• _Reading passage_:
* BEGIN *
Professional Tax Compliance in India: State-wise Rates, Returns & Registration

Professional Tax (PT) is a state-level levy under Article 276 of the Constitution, capped at ₹2,500 per year per person. Levied by 17 states, it applies to salaried employees and self-employed individuals. Employers must deduct, remit, and file returns on prescribed due dates, with PT paid deductible under Section 16(iii) of the Income Tax Act.

Constitutional Basis & Framework

Professional Tax is one of the few taxes in India explicitly governed by a constitutional provision. Article 276 of the Constitution of India empowers state legislatures to levy taxes on professions, trades, callings and employment. The same Article imposes an absolute cap: the total amount payable by any individual shall not exceed ₹2,500 per annum.

Professional Tax is listed in Entry 60 of the State List (Schedule VII), making it an exclusive state subject. The Central Government has no authority to levy PT, nor can it direct states to do so. As a result, PT is not uniform across the country — 17 states currently levy it, while the remaining states including Delhi, Uttar Pradesh, Rajasthan and Haryana have chosen not to impose this tax.

Each state that levies PT enacts its own legislation. For example, Maharashtra operates under the Maharashtra State Tax on Professions, Trades, Callings and Employments Act, 1975, while Karnataka follows the Karnataka Tax on Professions, Trades, Callings and Employments Act, 1976. These state Acts prescribe slabs, rates, exemptions, registration procedures, return formats and penalties independently.
* END *
• _Recorded data_:
* BEGIN *
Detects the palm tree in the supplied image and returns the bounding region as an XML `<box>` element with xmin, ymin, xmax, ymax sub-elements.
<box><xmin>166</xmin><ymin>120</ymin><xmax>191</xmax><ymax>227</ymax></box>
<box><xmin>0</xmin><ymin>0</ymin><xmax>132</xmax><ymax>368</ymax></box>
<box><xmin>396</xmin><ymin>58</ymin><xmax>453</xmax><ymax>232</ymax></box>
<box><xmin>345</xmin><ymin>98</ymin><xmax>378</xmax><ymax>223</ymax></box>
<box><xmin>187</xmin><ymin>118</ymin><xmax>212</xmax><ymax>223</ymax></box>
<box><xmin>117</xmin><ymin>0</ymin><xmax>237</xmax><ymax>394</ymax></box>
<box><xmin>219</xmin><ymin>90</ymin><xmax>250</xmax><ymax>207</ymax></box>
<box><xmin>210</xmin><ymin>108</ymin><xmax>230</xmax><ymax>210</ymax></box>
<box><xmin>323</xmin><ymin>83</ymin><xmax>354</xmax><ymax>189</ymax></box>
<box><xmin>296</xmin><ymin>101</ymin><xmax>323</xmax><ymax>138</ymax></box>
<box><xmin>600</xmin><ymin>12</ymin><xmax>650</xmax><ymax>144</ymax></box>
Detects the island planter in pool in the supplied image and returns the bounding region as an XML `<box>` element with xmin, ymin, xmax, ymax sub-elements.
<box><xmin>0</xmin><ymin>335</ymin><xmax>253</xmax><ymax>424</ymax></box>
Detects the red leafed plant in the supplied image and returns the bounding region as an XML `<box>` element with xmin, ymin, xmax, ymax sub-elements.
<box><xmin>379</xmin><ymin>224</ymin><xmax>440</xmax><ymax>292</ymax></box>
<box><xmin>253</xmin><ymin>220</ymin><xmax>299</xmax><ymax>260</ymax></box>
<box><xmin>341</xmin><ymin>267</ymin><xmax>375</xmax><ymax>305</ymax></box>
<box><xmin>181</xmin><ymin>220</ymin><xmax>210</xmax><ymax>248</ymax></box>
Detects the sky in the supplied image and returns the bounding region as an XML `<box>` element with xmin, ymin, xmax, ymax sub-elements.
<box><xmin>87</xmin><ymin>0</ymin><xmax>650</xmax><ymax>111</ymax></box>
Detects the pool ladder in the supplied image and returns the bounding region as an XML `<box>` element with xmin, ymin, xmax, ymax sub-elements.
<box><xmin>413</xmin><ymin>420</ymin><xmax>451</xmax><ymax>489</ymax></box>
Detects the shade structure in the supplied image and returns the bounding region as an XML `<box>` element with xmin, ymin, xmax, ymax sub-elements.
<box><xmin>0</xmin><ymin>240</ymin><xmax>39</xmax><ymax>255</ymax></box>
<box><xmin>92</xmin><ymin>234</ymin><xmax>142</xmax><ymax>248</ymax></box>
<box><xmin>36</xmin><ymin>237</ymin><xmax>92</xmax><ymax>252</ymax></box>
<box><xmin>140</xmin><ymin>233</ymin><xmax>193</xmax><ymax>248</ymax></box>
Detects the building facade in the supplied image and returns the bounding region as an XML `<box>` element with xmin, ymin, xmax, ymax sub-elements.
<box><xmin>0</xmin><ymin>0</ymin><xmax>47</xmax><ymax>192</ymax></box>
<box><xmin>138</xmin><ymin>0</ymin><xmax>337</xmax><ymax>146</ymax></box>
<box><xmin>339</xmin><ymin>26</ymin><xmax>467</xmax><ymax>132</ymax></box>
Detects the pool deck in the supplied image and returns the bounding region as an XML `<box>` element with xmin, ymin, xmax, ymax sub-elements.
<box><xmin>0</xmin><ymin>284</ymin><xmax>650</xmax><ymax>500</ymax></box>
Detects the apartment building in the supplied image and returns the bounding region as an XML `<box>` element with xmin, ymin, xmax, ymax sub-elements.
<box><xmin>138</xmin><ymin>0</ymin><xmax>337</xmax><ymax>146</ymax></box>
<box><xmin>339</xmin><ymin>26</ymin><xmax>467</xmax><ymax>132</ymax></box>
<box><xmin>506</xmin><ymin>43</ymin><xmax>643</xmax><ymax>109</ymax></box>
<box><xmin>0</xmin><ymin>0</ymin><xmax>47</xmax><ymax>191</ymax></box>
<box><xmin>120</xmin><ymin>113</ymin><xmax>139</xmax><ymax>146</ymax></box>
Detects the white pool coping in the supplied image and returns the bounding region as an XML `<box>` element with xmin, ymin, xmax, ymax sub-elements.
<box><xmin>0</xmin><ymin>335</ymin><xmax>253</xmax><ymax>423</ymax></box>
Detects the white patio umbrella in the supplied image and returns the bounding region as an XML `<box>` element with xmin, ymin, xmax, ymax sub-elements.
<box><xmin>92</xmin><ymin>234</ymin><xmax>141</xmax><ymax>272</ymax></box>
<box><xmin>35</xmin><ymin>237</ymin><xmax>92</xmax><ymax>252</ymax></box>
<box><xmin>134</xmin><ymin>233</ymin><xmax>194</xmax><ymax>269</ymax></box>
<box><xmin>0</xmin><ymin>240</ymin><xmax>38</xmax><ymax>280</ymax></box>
* END *
* BEGIN *
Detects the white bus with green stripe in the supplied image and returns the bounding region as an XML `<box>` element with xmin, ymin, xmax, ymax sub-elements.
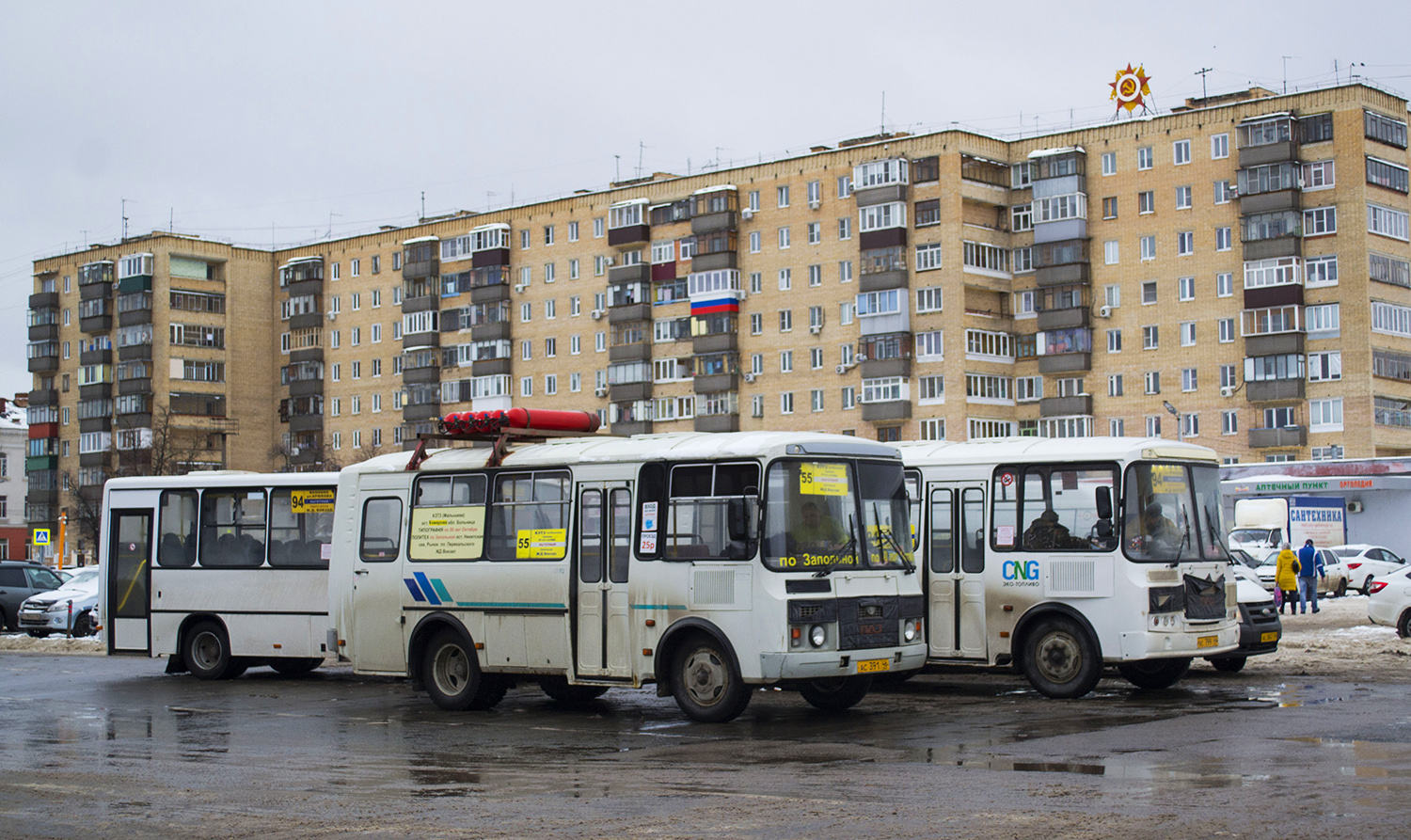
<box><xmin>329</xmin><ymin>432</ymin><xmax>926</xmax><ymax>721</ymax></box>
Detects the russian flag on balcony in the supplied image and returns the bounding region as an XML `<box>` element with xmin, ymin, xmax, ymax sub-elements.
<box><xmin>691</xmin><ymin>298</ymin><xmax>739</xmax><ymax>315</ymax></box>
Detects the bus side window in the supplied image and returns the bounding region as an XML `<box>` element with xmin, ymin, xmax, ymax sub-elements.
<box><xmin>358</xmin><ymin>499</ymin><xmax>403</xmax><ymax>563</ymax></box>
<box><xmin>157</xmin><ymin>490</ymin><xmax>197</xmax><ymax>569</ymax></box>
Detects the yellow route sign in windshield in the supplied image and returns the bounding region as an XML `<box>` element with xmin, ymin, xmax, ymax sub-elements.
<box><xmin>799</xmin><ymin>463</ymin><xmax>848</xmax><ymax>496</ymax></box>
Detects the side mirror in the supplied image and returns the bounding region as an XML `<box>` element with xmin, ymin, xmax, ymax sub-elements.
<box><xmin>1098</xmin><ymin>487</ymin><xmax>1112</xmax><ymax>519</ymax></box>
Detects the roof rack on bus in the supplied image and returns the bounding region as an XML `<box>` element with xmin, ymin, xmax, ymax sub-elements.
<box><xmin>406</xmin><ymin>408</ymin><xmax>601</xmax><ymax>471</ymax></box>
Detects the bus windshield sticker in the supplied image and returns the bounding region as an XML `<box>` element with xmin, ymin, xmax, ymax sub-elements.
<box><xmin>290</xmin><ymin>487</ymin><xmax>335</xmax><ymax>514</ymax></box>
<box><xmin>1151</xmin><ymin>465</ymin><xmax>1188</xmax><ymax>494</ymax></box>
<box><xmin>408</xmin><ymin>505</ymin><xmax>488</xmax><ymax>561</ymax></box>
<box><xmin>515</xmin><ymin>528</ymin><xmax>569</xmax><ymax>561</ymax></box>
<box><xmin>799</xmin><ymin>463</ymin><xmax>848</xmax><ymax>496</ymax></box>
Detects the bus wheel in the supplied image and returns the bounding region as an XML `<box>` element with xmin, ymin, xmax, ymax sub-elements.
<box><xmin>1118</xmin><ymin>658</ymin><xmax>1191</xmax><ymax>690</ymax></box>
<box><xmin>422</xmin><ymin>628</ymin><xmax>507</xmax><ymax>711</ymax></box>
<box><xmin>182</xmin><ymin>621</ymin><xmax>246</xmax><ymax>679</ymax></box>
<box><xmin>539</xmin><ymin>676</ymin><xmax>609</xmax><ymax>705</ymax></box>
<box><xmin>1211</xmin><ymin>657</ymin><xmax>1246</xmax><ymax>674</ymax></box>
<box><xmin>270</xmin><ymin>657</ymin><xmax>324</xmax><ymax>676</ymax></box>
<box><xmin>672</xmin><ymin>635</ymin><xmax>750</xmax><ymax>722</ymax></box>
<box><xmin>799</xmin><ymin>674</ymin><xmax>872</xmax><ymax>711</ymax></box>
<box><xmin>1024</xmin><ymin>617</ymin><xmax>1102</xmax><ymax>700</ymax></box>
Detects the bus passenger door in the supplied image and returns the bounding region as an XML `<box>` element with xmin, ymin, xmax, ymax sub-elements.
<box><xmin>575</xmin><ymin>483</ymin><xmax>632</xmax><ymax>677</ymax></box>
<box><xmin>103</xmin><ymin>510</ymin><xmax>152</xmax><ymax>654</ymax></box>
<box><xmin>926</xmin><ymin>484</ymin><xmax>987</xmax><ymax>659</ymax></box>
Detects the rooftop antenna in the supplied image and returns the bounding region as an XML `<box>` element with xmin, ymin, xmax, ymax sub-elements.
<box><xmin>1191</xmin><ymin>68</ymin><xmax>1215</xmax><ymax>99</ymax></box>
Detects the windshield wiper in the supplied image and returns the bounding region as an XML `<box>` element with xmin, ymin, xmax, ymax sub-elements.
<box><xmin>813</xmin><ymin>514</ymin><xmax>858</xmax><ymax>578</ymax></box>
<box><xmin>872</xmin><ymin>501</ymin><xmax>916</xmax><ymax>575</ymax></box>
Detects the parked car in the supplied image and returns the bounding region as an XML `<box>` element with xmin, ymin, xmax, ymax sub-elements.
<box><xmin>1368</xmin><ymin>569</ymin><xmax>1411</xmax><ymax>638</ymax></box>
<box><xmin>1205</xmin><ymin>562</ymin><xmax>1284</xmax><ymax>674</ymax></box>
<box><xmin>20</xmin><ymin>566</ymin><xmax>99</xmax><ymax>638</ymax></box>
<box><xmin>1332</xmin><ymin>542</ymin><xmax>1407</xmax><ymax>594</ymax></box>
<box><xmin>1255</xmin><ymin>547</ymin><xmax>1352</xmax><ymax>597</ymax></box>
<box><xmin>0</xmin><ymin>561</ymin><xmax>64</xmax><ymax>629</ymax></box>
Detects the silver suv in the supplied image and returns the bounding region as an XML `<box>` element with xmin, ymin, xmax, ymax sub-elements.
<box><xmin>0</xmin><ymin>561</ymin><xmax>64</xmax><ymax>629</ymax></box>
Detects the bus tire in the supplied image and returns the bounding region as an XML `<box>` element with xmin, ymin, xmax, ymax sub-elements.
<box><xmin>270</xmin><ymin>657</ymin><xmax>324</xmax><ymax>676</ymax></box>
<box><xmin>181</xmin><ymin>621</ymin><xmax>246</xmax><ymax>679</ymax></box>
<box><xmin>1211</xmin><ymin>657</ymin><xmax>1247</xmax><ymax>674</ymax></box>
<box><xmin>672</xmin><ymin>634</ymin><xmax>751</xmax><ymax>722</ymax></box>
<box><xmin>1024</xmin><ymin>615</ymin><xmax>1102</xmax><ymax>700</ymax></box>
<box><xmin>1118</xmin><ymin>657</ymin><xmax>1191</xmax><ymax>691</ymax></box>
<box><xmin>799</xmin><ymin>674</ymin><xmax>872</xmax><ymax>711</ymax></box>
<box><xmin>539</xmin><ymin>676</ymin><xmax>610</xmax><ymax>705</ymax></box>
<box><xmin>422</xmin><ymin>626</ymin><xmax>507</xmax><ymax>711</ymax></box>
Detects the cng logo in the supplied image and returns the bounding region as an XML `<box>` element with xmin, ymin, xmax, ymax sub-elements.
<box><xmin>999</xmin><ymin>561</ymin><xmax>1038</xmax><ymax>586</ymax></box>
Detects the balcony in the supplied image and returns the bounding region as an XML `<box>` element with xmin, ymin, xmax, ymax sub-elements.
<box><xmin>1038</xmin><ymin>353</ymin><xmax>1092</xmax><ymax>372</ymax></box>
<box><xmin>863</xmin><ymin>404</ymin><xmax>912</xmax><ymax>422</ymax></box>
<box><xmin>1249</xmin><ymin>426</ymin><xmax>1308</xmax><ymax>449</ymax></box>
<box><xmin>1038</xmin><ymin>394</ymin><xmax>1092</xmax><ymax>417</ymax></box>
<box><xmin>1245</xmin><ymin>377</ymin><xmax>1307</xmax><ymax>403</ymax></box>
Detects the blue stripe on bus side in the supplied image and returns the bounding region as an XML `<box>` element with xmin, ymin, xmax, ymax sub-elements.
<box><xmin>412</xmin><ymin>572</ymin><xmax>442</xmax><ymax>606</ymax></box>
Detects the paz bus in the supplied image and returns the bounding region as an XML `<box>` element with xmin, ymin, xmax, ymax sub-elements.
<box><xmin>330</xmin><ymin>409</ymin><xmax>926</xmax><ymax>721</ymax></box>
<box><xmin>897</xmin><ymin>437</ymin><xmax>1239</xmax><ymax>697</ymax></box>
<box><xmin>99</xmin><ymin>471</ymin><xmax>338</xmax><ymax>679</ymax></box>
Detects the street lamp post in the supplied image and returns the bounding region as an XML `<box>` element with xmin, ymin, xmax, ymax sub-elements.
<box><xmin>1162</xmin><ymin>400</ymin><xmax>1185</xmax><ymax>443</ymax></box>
* END *
• _To-do list_:
**A.** Can you sum up the professional tax text in two sentences?
**B.** Could you write what comes next in the professional tax text, picking up right after its final sentence?

• _Outputs in order_:
**A.** Professional Tax is a state-level levy under Article 276 of the Constitution, which caps the amount any individual pays at ₹2,500 per year, and as an exclusive state subject under Entry 60 of the State List it cannot be levied by the Central Government. Seventeen states levy it, each under its own Act that independently sets slabs, rates, exemptions, registration procedures, return formats and penalties, while states including Delhi, Uttar Pradesh, Rajasthan and Haryana do not impose it.

**B.**
Who Pays Professional Tax & Who Deducts It

Persons Liable to Pay PT

PT liability falls into two broad categories:

Employer Obligations

Every employer who employs persons liable to PT has two distinct obligations under state PT Acts:

  1. Deduction from salary: The employer must deduct PT at the applicable slab from each employee's salary every month (or as prescribed).
  2. Remittance to government: The deducted PT must be remitted to the concerned state government within the due date — usually on a monthly or quarterly basis depending on the state.

The employer is also responsible for obtaining an Employer Registration Certificate (RC) from the state tax authority before making the first deduction. Failure to register exposes the employer to back-dated penalties from the date of commencement of employment in that state.

State-wise Professional Tax Rate Table

The following table summarises the annual PT liability and key slab structures for the major PT-levying states. All figures are as per the most recent slab notifications.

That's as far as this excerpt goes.